══ EXTRACTED ENTRIES

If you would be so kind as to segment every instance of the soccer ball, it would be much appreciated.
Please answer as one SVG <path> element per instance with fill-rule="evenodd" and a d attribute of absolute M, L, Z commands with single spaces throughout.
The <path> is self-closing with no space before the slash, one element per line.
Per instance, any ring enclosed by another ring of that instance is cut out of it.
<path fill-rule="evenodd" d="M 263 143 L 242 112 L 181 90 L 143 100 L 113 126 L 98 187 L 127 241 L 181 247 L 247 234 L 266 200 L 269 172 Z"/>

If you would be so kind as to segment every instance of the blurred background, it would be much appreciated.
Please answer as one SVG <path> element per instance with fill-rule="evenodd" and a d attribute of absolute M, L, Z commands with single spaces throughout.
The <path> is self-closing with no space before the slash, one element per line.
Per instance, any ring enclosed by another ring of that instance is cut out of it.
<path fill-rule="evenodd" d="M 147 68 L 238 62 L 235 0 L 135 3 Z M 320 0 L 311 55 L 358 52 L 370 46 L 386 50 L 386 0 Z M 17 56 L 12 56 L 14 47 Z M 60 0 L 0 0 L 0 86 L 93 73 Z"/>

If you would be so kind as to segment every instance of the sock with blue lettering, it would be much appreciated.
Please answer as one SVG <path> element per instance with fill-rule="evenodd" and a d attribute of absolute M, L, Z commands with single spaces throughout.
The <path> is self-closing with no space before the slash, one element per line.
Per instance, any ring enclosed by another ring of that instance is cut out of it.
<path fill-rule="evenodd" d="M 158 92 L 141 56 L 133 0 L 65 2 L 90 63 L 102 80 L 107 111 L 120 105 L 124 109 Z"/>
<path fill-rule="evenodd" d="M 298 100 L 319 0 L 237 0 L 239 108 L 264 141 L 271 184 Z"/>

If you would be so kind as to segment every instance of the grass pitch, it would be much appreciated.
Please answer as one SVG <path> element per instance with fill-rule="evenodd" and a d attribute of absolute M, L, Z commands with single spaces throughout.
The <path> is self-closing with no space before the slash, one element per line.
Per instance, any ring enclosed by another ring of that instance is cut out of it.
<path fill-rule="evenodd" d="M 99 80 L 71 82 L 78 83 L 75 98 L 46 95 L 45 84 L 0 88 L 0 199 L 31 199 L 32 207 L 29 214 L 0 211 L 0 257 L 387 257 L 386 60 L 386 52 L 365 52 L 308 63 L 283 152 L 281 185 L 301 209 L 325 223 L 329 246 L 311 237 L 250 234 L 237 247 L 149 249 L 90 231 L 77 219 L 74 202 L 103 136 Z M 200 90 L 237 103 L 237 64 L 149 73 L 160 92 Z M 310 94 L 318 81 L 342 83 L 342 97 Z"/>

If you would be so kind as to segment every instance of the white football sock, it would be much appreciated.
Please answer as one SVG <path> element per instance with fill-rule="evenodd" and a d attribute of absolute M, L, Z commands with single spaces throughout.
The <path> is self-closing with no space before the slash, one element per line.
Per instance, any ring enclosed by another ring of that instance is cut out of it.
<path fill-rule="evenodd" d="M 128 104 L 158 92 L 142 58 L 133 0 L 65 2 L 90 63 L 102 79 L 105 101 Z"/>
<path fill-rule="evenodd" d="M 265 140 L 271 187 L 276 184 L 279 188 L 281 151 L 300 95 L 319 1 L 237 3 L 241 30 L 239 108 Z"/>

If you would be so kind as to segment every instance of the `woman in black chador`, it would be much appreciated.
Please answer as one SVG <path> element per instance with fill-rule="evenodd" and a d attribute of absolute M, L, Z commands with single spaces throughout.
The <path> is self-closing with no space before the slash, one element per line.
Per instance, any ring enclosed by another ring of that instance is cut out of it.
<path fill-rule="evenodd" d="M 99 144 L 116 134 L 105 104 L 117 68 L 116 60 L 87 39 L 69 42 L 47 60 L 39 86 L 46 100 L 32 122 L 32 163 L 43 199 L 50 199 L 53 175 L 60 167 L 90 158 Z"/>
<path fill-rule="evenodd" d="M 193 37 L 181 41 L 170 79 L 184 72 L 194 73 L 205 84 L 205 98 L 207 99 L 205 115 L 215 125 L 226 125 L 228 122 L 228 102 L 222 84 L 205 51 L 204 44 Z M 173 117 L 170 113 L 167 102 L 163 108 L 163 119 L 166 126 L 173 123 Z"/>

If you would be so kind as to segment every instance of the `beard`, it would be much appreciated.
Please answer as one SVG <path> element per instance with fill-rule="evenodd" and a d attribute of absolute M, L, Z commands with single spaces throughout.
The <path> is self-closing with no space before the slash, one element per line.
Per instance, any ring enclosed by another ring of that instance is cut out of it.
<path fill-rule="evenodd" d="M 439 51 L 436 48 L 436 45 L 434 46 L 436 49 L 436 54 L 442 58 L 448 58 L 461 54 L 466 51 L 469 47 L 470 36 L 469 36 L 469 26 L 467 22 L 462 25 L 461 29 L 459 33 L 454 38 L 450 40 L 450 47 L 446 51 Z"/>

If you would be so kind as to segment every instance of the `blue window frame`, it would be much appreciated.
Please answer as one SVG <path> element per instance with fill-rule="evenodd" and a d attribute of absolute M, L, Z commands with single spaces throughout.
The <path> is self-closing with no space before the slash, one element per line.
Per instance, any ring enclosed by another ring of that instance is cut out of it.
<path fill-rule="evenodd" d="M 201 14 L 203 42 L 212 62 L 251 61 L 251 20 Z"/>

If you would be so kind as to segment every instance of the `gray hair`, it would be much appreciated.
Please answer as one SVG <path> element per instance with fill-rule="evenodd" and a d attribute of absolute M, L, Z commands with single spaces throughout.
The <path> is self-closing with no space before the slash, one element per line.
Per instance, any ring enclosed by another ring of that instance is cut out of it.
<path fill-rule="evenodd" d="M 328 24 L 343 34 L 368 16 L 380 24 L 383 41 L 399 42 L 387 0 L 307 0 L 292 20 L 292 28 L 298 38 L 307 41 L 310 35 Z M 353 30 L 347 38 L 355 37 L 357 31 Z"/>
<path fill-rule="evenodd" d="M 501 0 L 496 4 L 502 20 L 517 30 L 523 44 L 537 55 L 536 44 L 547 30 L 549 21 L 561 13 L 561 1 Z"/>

════

• PROBLEM REQUIREMENTS:
Copy all the records again, changing each "be much appreciated" to "be greatly appreciated" and leaving every other character untouched.

• RESPONSE TO THIS TASK:
If you would be so kind as to segment every instance of the soccer ball, it would be greatly appreciated.
Please answer as one SVG <path> element per instance with fill-rule="evenodd" and a d attribute of absolute M, L, Z commands with single spaces throughout.
The <path> is self-closing with no space before the slash, one element per line.
Per instance, any ring enclosed by another ring of that instance is cut out of it.
<path fill-rule="evenodd" d="M 263 143 L 242 112 L 181 90 L 143 100 L 113 126 L 98 187 L 127 241 L 181 247 L 247 234 L 266 200 L 269 172 Z"/>

If you would be so kind as to segment every instance of the blurred background, it would be greatly appreciated.
Please answer as one SVG <path> element per instance with fill-rule="evenodd" and a d attribute of absolute M, L, Z commands with single spaces throughout.
The <path> is self-closing with no space before the slash, one element per line.
Per instance, any ring enclosed by another ring of that instance is cut out of it.
<path fill-rule="evenodd" d="M 147 68 L 238 62 L 235 0 L 135 3 Z M 320 0 L 311 55 L 358 52 L 370 46 L 386 50 L 386 0 Z M 17 56 L 12 56 L 14 47 Z M 60 0 L 0 0 L 0 86 L 93 73 Z"/>

If you would be so kind as to segment every instance of the sock with blue lettering, it would be greatly appreciated.
Please answer as one SVG <path> element per instance with fill-rule="evenodd" and a d attribute of absolute M, L, Z commands with single spaces throughout.
The <path> is self-closing with no space before the slash, one element per line.
Per instance, any ring enclosed by another ring of that instance is cut out of it.
<path fill-rule="evenodd" d="M 158 92 L 141 56 L 133 0 L 65 2 L 90 63 L 102 80 L 107 111 L 120 105 L 124 109 Z"/>
<path fill-rule="evenodd" d="M 298 100 L 319 0 L 237 0 L 239 108 L 264 141 L 271 184 Z"/>

If you would be so kind as to segment every instance of the grass pitch, it would be greatly appreciated.
Please answer as one SVG <path> element per instance with fill-rule="evenodd" and a d attribute of absolute M, L, Z commands with single spaces throughout.
The <path> is self-closing with no space before the slash, one element per line.
Per instance, any ring enclosed by another ring of that instance is cut out of it.
<path fill-rule="evenodd" d="M 99 80 L 71 82 L 78 83 L 75 98 L 46 95 L 45 84 L 0 88 L 0 199 L 31 199 L 32 207 L 29 214 L 0 211 L 0 257 L 387 257 L 386 60 L 386 52 L 365 52 L 308 63 L 283 152 L 281 185 L 301 209 L 325 223 L 329 246 L 311 237 L 250 234 L 237 247 L 149 249 L 90 231 L 77 219 L 74 202 L 103 136 Z M 200 90 L 237 103 L 237 64 L 149 73 L 160 92 Z M 310 94 L 318 81 L 342 83 L 342 97 Z"/>

If you would be so kind as to segment every instance of the white football sock, it would be greatly appreciated.
Please answer as one SVG <path> element per instance with fill-rule="evenodd" and a d attribute of absolute M, L, Z commands with single spaces throughout.
The <path> is self-closing with no space before the slash, one element per line.
Per instance, any ring enclosed by another ring of that instance is cut out of it.
<path fill-rule="evenodd" d="M 128 104 L 158 92 L 142 58 L 133 0 L 65 2 L 90 63 L 102 79 L 105 101 Z"/>
<path fill-rule="evenodd" d="M 265 140 L 271 187 L 276 184 L 279 188 L 281 151 L 300 95 L 319 1 L 237 3 L 241 30 L 239 108 Z"/>

If you would be so kind as to segment every instance of the `woman in black chador`, it would be greatly appreciated.
Please answer as one SVG <path> element per instance with fill-rule="evenodd" and a d attribute of absolute M, L, Z commands with single spaces throughout.
The <path> is self-closing with no space before the slash, one element per line.
Per instance, any ring enclosed by another ring of that instance is cut out of it.
<path fill-rule="evenodd" d="M 99 144 L 116 134 L 105 104 L 117 68 L 116 60 L 87 39 L 69 42 L 47 60 L 39 86 L 46 100 L 32 122 L 32 163 L 43 199 L 50 199 L 53 175 L 60 167 L 90 158 Z"/>
<path fill-rule="evenodd" d="M 193 37 L 181 41 L 170 79 L 184 72 L 194 73 L 205 84 L 205 98 L 207 99 L 205 115 L 215 125 L 226 125 L 228 122 L 228 102 L 222 84 L 205 51 L 204 44 Z M 173 117 L 170 113 L 167 102 L 163 108 L 163 119 L 166 126 L 173 123 Z"/>

If you would be so kind as to segment every instance of the `beard`, it would be greatly appreciated.
Please answer as one SVG <path> element per instance with fill-rule="evenodd" and a d attribute of absolute M, L, Z commands with single spaces throughout.
The <path> is self-closing with no space before the slash, one element per line.
Per instance, any ring enclosed by another ring of that instance is cut out of it.
<path fill-rule="evenodd" d="M 439 51 L 436 48 L 436 45 L 434 46 L 436 49 L 436 54 L 442 58 L 448 58 L 461 54 L 466 51 L 469 47 L 470 36 L 469 36 L 469 26 L 467 22 L 462 25 L 461 29 L 459 33 L 454 38 L 450 40 L 450 47 L 446 51 Z"/>

If you would be so kind as to segment every instance of the `blue window frame`, it would be greatly appreciated.
Please answer as one SVG <path> element per instance with fill-rule="evenodd" and a d attribute of absolute M, L, Z commands with single spaces throughout.
The <path> is self-closing with no space before the slash, one element per line.
Per instance, any ring enclosed by another ring of that instance is cut out of it.
<path fill-rule="evenodd" d="M 201 14 L 203 42 L 212 62 L 251 61 L 251 20 Z"/>

If you would be so kind as to segment every instance of the `gray hair`, it would be greatly appreciated.
Please answer as one SVG <path> element per instance with fill-rule="evenodd" and a d attribute of absolute M, L, Z commands with single spaces throughout.
The <path> is self-closing with no space before the slash, one element per line.
Per instance, any ring enclosed by another ring of that instance is cut out of it.
<path fill-rule="evenodd" d="M 328 24 L 343 34 L 368 16 L 380 24 L 383 41 L 399 42 L 387 0 L 307 0 L 292 20 L 292 28 L 298 38 L 307 41 L 310 35 Z M 353 30 L 347 38 L 355 37 L 357 31 Z"/>
<path fill-rule="evenodd" d="M 501 0 L 496 4 L 502 20 L 517 30 L 523 44 L 537 55 L 536 44 L 547 30 L 549 21 L 561 13 L 561 1 Z"/>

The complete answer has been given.